Exercise prompt: Set down the stored data lines below without changing a single character.

-- START OF Entries --

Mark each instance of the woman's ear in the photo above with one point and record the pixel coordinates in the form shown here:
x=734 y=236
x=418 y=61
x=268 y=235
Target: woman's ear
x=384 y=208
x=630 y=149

-- END OF Entries --

Response below:
Mark each instance of the woman's ear in the photo above with one point and record the pixel coordinates in the form shown here:
x=734 y=236
x=418 y=61
x=268 y=235
Target: woman's ear
x=384 y=208
x=630 y=149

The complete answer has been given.